* [Task statement]:
Could you reproduce the data word for word, from its first line through the line containing "column 312, row 191", both included, and leave the pictures out?
**********
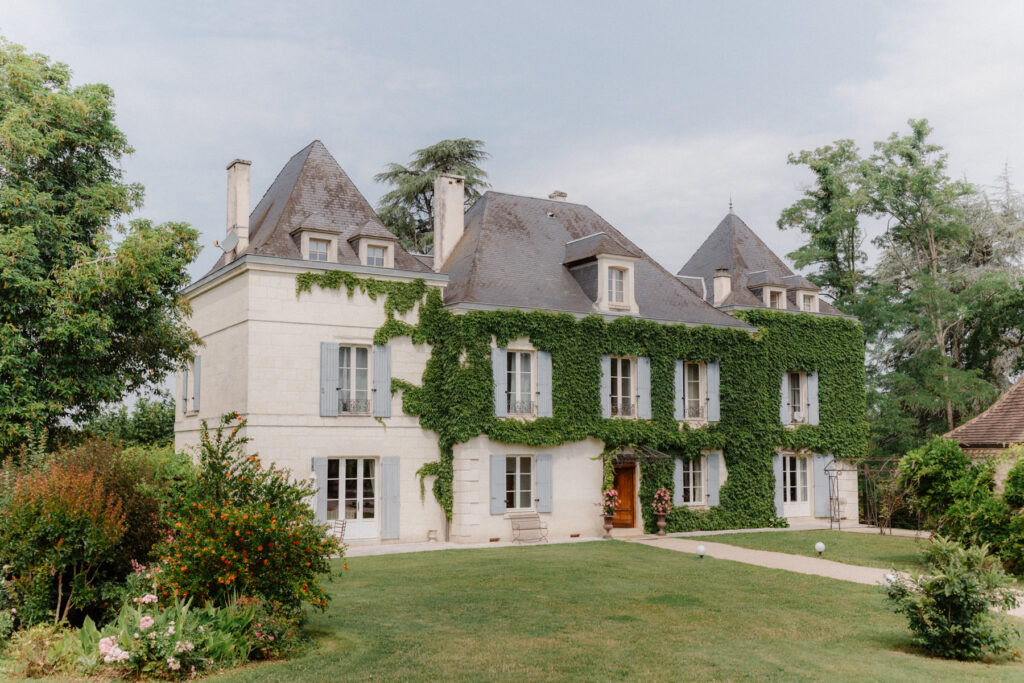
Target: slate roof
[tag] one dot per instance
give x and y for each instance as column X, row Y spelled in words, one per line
column 512, row 255
column 999, row 426
column 751, row 262
column 312, row 191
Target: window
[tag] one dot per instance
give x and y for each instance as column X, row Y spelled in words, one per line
column 694, row 391
column 375, row 256
column 692, row 493
column 623, row 400
column 519, row 385
column 353, row 380
column 318, row 249
column 519, row 482
column 351, row 488
column 616, row 286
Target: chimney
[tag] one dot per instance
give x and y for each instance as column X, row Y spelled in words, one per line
column 723, row 286
column 450, row 218
column 238, row 205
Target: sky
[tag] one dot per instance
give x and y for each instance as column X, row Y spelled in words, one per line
column 653, row 114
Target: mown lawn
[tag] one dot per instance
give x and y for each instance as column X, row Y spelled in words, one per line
column 870, row 550
column 602, row 611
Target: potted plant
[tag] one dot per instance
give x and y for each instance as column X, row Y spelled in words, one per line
column 609, row 501
column 662, row 507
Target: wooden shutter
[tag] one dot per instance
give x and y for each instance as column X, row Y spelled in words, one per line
column 544, row 482
column 821, row 485
column 714, row 375
column 499, row 368
column 544, row 385
column 390, row 469
column 643, row 387
column 318, row 467
column 714, row 461
column 382, row 381
column 812, row 397
column 497, row 484
column 605, row 386
column 329, row 379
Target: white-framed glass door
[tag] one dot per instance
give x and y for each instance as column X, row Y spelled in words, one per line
column 796, row 502
column 351, row 495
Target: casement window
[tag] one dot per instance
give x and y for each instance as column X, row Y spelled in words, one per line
column 519, row 482
column 318, row 250
column 519, row 383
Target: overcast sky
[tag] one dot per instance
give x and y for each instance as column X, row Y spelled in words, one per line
column 651, row 113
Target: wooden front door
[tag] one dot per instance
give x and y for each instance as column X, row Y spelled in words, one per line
column 626, row 485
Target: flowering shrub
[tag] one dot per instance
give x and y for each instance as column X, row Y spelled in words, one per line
column 242, row 528
column 609, row 501
column 662, row 505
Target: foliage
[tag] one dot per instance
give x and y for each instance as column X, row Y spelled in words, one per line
column 84, row 317
column 949, row 607
column 408, row 209
column 240, row 527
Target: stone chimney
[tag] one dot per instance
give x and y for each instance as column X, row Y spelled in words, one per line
column 723, row 286
column 238, row 206
column 450, row 215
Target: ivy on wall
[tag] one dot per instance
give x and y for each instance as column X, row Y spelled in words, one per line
column 456, row 397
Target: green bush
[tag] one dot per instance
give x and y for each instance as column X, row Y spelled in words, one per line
column 241, row 528
column 949, row 607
**********
* [Finished task]:
Target: slate roof
[tag] one dot per instance
give x and y for each instance as column X, row Y spelled in words, one per line
column 512, row 255
column 999, row 426
column 751, row 262
column 312, row 191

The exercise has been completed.